### TEXT ZUR ANALYSE
┌──
Kein bloßes Gedenken
Heute richten sich alle Augen auf "brave little Belgium", notiert Het Nieuwsblad. 100 Jahre nach Beginn des Ersten Weltkrieges muss man aber feststellen, dass die Rüstungsausgaben in der Welt astronomisch hoch sind, vielleicht nicht in Europa, dafür aber in aufstrebenden Nationen wie Indien oder China. Nach zwei furchtbaren Kriegen haben sich die Europäer zusammengerauft. Die Europäische Union ist in erster Linie ein Projekt des Friedens. Doch wachsen auch in Europa die sozialen und gesellschaftlichen Ungleichheiten. "Nie mehr Krieg", das ist ein täglicher harter Kampf.
Das Gedenken an den Ersten Weltkrieg darf nicht zu einer reinen Pflichtübung verkommen, warnt Le Soir. Vielmehr müssen wir gewisse Parallelen vor Augen haben. Beispiel: 1914 sind ausländische Soldaten unter anderem deshalb nach Belgien gekommen, weil die deutsche Aggression internationales Recht missachtete und damit die europäische Ordnung insgesamt in Frage gestellt wurde. Internationales Recht wird heute auch zuweilen mit Füßen getreten, etwa im Nahen Osten oder in der Ukraine. Verteidiger der internationalen Rechtsordnung sucht man aber oft vergebens.
└──
### ZIEL DER AUFGABE
Gib aus dem obigen Text über das Gedenken an den Ersten Weltkrieg den Abschnitt wortgetreu aus, beginnend mit „Das Gedenken an“ und fortlaufend bis einschließlich „aber oft vergebens.“.

### BEREITGESTELLTE DATENSÄTZE
┌──
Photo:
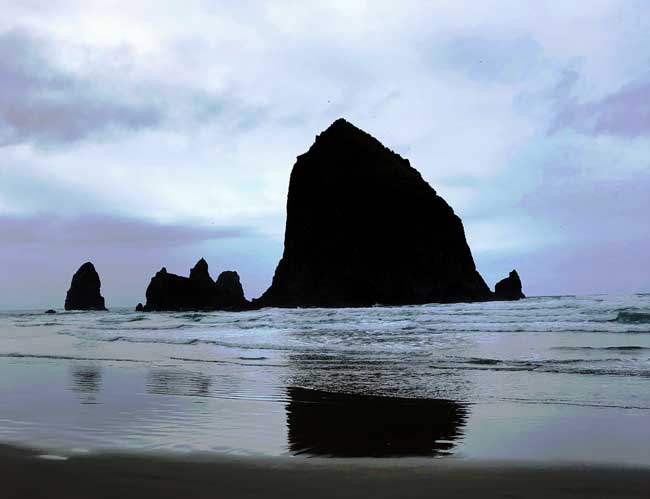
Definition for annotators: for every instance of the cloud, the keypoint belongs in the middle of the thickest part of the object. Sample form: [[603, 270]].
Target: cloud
[[497, 60], [90, 230], [45, 104], [623, 113]]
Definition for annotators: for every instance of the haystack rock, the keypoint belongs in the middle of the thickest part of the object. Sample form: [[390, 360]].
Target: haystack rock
[[84, 292], [364, 228], [509, 288], [197, 292]]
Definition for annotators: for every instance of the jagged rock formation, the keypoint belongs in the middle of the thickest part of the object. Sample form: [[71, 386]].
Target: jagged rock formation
[[84, 292], [364, 228], [509, 288], [197, 292]]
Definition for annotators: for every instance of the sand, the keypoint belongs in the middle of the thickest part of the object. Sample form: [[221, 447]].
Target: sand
[[26, 475]]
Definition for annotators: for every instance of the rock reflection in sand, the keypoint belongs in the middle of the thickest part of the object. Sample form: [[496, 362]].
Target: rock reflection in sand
[[342, 425], [175, 382], [87, 381]]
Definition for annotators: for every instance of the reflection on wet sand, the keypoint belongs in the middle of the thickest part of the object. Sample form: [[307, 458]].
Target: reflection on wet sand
[[175, 382], [322, 423], [86, 380]]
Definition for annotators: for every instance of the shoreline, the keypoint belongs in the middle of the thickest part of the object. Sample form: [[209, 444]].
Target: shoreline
[[28, 473]]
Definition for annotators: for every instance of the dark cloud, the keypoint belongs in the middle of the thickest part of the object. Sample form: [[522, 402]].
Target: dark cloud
[[44, 104], [108, 230], [624, 113]]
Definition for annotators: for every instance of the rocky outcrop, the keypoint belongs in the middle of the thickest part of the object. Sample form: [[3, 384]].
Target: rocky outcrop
[[84, 292], [197, 292], [364, 228], [509, 288]]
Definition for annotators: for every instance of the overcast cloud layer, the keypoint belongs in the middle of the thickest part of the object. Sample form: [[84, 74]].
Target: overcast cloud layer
[[143, 134]]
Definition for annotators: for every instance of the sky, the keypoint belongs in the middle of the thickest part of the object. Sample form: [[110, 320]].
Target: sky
[[141, 134]]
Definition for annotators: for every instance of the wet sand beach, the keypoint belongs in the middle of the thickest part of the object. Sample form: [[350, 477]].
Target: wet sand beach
[[26, 475]]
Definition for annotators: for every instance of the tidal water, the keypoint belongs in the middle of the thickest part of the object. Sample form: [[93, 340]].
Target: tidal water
[[550, 378]]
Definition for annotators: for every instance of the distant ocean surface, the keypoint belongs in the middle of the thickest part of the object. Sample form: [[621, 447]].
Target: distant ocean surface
[[571, 373]]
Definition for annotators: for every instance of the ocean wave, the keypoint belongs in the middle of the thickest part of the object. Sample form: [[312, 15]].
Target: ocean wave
[[62, 357], [622, 348], [633, 317]]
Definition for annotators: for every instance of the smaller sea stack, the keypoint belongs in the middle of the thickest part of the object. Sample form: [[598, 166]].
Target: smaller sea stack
[[509, 288], [171, 292], [84, 292]]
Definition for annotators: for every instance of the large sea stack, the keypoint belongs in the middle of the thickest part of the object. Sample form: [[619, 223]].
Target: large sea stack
[[84, 291], [364, 228], [197, 292]]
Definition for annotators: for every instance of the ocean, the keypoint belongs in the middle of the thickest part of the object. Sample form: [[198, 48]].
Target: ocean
[[554, 379]]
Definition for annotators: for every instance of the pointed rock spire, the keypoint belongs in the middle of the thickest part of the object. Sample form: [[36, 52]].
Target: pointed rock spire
[[84, 292]]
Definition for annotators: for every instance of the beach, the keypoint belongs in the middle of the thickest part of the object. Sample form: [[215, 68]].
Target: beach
[[25, 475], [547, 396]]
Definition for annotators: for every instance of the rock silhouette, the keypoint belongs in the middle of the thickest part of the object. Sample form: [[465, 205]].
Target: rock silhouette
[[84, 292], [197, 292], [509, 288], [364, 228]]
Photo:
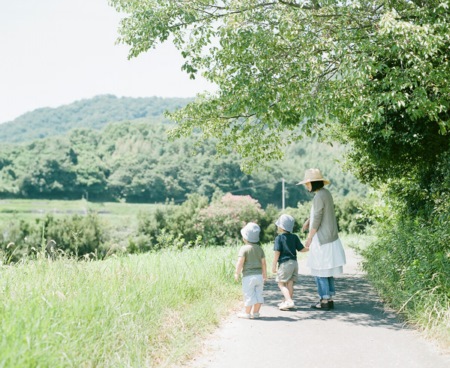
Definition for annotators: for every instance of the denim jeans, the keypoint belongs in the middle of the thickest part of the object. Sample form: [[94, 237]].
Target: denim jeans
[[325, 287]]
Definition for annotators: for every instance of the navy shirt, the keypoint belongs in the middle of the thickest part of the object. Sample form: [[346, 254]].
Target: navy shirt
[[287, 244]]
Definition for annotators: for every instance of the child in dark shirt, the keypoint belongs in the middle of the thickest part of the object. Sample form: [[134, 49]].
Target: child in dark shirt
[[285, 256]]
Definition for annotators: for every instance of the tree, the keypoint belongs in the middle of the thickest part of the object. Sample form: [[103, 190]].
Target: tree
[[370, 73]]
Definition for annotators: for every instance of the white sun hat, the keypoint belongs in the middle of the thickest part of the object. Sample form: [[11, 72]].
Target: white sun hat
[[286, 222], [250, 232]]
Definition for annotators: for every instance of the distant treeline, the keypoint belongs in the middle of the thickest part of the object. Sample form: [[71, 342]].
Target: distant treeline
[[92, 113], [116, 149], [136, 162]]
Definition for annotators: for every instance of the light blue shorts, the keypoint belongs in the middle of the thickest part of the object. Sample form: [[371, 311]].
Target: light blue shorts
[[252, 288], [287, 271]]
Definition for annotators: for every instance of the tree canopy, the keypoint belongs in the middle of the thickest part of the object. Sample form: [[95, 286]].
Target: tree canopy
[[370, 73]]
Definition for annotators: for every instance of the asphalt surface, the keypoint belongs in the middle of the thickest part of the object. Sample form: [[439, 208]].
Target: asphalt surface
[[358, 333]]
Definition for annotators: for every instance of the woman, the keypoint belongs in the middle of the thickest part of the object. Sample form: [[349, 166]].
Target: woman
[[326, 256]]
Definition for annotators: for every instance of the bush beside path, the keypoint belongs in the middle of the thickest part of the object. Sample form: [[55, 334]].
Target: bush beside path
[[360, 332]]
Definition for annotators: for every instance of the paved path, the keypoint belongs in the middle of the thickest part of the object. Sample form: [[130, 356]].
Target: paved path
[[359, 333]]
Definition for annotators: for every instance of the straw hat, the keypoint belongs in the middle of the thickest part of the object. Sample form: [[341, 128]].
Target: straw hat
[[286, 222], [250, 232], [313, 175]]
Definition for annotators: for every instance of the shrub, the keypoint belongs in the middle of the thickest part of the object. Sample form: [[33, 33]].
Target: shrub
[[221, 222]]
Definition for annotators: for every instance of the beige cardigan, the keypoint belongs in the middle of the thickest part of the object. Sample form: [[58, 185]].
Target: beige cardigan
[[324, 217]]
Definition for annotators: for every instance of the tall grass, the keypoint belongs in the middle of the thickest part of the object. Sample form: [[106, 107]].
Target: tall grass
[[144, 310], [409, 265]]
└──
### ERGEBNIS DER ÜBUNG
Das Gedenken an den Ersten Weltkrieg darf nicht zu einer reinen Pflichtübung verkommen, warnt Le Soir. Vielmehr müssen wir gewisse Parallelen vor Augen haben. Beispiel: 1914 sind ausländische Soldaten unter anderem deshalb nach Belgien gekommen, weil die deutsche Aggression internationales Recht missachtete und damit die europäische Ordnung insgesamt in Frage gestellt wurde. Internationales Recht wird heute auch zuweilen mit Füßen getreten, etwa im Nahen Osten oder in der Ukraine. Verteidiger der internationalen Rechtsordnung sucht man aber oft vergebens.